Texto fornecido:
━━━━━━━━━━
Não há melhor época para entender a essência do Carnaval do que a febre hormonal dos vinte e tantos anos. Diante daquela coorte de deusas eufóricas, de odaliscas lantejouladas, de huris de vinho em punho, de hetaíras ressumantes, o sujeito olha para a câmera ou a quarta-parede imaginária, diz: “se eu gritar por socorro não me salve”, e pula. É Carnaval; todos pulam. Todos pularam. Eu também pulei.

Carnaval tem uma coisa interessante que é o desabrochar de carismas nas circunstâncias em que aparentemente todos se nivelam em torno do canto do bode. E eu já fui testemunha, protagonista e coadjuvante em mil cenas onde o carisma salvador brotou do ator menos provável, do papel menos favorável, do arranjo menos ad-hoc. Vi noitadas de farra em que o talento que mais brilhou foi o talento inconteste celebrado por todos, e vi noitadas em que um talento obscuro se ergueu e o eclipsou a ponto de fazê-lo bater palmas com os demais e louvar a divindade da Lua, a deusa que muda todo mês, mais esperta e mais safa do que o Sol, que só muda de luz quando Ela atravessa o seu caminho.
━━━━━━━━━━
Tarefa 1:
Reescreva de forma mais concisa o parágrafo do texto sobre o Carnaval que começa com “Carnaval tem uma coisa interessante”, preservando seus fatos principais.
O texto e os registros não têm nenhuma relação entre si.

Registros fornecidos:
━━━━━━━━━━
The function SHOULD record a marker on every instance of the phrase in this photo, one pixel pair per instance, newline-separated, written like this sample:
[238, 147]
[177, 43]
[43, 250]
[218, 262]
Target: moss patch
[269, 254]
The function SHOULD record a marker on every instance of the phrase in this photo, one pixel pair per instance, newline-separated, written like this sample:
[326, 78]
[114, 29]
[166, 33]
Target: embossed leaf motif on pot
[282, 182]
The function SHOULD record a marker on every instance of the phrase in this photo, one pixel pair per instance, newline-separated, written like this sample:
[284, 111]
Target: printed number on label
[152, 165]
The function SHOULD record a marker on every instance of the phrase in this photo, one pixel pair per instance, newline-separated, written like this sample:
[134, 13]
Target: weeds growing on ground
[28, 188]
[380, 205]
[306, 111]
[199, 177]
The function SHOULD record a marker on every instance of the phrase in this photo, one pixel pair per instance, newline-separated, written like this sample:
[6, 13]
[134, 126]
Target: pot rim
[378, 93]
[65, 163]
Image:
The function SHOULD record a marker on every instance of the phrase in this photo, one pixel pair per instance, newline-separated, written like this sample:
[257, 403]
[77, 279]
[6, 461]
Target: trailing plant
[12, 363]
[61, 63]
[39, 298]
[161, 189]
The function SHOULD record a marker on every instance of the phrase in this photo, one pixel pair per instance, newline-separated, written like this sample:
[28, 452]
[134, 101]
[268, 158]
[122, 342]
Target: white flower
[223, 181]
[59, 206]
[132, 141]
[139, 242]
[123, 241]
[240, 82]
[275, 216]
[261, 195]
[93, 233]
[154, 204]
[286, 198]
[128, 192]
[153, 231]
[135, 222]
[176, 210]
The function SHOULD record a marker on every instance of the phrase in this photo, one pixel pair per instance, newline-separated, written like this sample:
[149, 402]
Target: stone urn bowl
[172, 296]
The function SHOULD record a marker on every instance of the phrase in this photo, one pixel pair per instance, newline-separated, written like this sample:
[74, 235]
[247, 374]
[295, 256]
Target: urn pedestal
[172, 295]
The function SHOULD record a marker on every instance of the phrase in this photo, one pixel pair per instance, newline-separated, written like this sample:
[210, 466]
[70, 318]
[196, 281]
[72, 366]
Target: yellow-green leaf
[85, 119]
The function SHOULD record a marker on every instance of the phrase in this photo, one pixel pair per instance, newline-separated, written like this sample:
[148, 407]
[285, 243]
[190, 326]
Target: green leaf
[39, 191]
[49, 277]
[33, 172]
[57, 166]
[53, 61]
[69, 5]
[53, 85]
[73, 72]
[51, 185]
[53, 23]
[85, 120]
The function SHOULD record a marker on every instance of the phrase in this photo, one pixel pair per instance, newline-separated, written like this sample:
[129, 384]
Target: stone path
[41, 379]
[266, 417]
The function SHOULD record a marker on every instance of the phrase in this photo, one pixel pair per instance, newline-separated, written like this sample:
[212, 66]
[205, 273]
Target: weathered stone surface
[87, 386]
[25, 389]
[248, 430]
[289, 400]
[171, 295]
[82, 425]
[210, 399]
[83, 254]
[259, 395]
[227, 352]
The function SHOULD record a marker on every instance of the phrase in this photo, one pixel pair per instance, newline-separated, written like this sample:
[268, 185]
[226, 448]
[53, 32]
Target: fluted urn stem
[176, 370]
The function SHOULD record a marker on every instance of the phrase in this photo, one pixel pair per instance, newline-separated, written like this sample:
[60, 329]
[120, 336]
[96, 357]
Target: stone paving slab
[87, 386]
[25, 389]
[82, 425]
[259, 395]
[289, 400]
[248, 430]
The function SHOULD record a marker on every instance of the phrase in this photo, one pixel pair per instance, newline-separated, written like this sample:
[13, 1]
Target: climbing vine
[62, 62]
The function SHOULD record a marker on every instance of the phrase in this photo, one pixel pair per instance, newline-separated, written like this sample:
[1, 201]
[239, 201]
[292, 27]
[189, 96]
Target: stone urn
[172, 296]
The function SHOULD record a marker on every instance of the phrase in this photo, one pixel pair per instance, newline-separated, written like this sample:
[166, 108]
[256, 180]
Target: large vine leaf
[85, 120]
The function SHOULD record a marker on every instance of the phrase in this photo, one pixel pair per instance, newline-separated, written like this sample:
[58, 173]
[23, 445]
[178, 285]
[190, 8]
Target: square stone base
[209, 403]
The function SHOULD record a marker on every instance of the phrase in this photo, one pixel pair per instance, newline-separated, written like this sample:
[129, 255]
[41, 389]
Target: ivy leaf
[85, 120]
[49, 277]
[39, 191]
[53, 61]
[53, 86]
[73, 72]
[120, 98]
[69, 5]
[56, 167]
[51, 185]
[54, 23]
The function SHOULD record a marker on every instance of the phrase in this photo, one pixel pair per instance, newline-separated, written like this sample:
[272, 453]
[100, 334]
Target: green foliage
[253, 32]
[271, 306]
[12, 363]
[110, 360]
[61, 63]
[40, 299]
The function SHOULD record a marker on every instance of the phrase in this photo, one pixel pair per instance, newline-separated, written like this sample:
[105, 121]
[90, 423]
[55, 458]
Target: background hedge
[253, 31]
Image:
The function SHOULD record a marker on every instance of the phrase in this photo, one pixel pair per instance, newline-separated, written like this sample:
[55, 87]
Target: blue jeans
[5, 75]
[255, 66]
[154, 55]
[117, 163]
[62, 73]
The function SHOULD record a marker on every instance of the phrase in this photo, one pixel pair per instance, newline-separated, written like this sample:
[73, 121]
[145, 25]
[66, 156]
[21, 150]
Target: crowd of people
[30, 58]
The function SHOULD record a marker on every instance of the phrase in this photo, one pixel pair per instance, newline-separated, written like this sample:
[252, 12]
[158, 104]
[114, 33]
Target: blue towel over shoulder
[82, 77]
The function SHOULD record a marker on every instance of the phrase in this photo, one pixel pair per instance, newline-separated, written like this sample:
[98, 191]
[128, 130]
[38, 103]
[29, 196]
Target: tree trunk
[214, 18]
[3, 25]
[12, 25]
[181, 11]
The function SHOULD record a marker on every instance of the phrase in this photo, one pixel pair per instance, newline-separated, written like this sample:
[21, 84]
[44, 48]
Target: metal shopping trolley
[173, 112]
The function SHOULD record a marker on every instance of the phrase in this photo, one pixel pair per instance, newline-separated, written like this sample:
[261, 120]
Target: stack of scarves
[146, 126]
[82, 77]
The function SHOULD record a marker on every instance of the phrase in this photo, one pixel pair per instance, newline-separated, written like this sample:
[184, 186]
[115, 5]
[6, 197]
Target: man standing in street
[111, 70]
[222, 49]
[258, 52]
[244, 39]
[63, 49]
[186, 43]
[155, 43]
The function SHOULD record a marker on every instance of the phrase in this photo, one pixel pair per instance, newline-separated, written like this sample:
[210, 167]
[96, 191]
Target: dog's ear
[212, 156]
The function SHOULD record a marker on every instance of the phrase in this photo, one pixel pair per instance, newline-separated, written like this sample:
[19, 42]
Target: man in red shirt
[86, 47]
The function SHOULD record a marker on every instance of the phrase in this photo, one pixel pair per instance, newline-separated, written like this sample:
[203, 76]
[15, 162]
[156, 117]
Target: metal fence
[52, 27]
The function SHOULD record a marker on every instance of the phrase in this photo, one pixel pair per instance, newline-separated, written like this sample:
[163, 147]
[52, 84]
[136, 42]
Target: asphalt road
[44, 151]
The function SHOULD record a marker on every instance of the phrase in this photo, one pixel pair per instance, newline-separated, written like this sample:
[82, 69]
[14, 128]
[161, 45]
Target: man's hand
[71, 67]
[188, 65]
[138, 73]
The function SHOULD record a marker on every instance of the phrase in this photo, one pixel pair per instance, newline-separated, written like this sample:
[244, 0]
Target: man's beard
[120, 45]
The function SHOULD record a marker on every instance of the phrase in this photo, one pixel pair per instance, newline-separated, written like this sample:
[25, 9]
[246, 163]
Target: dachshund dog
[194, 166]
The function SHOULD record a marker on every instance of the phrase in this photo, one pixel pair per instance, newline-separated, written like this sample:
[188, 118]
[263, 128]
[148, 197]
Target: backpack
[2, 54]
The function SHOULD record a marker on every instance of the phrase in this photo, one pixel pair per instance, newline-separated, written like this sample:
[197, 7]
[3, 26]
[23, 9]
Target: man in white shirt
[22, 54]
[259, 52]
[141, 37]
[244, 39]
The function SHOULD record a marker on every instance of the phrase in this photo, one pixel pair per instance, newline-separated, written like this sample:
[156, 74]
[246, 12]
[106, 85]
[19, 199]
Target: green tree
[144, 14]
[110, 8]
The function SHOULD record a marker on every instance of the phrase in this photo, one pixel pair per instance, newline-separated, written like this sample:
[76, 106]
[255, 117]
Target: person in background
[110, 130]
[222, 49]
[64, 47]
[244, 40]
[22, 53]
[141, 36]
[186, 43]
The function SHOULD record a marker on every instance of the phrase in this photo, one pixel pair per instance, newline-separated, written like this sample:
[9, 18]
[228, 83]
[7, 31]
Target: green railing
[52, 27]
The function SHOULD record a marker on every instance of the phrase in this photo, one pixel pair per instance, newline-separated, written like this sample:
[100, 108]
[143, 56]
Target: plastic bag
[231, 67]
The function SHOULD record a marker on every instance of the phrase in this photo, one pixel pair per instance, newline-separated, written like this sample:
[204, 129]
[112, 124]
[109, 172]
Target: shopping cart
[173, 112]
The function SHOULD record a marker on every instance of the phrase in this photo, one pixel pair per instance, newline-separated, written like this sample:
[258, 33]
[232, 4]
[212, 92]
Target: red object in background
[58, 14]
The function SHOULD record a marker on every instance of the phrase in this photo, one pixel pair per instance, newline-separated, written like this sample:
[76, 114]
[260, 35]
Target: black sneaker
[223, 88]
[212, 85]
━━━━━━━━━━
Tarefa 2:
Reúna todas as linhas dos registros que contêm a palavra “stone”, diferenciando maiúsculas de minúsculas.

Resposta completa 1:
No Carnaval, quando todos parecem se nivelar em torno do canto do bode, carismas desabrocham. Já fui testemunha, protagonista e coadjuvante de inúmeras cenas em que o carisma salvador surgiu do ator menos provável. Vi noitadas em que brilhou o talento incontestável, celebrado por todos. Vi também noitadas em que um talento obscuro o eclipsou, a ponto de fazê-lo aplaudir com os demais e louvar a Lua. Ela é a deusa que muda todo mês, mais esperta e mais safa do que o Sol.

Resposta completa 2:
Target: stone urn bowl
Target: stone path
Target: weathered stone surface
Target: stone paving slab
Target: stone urn
Target: square stone base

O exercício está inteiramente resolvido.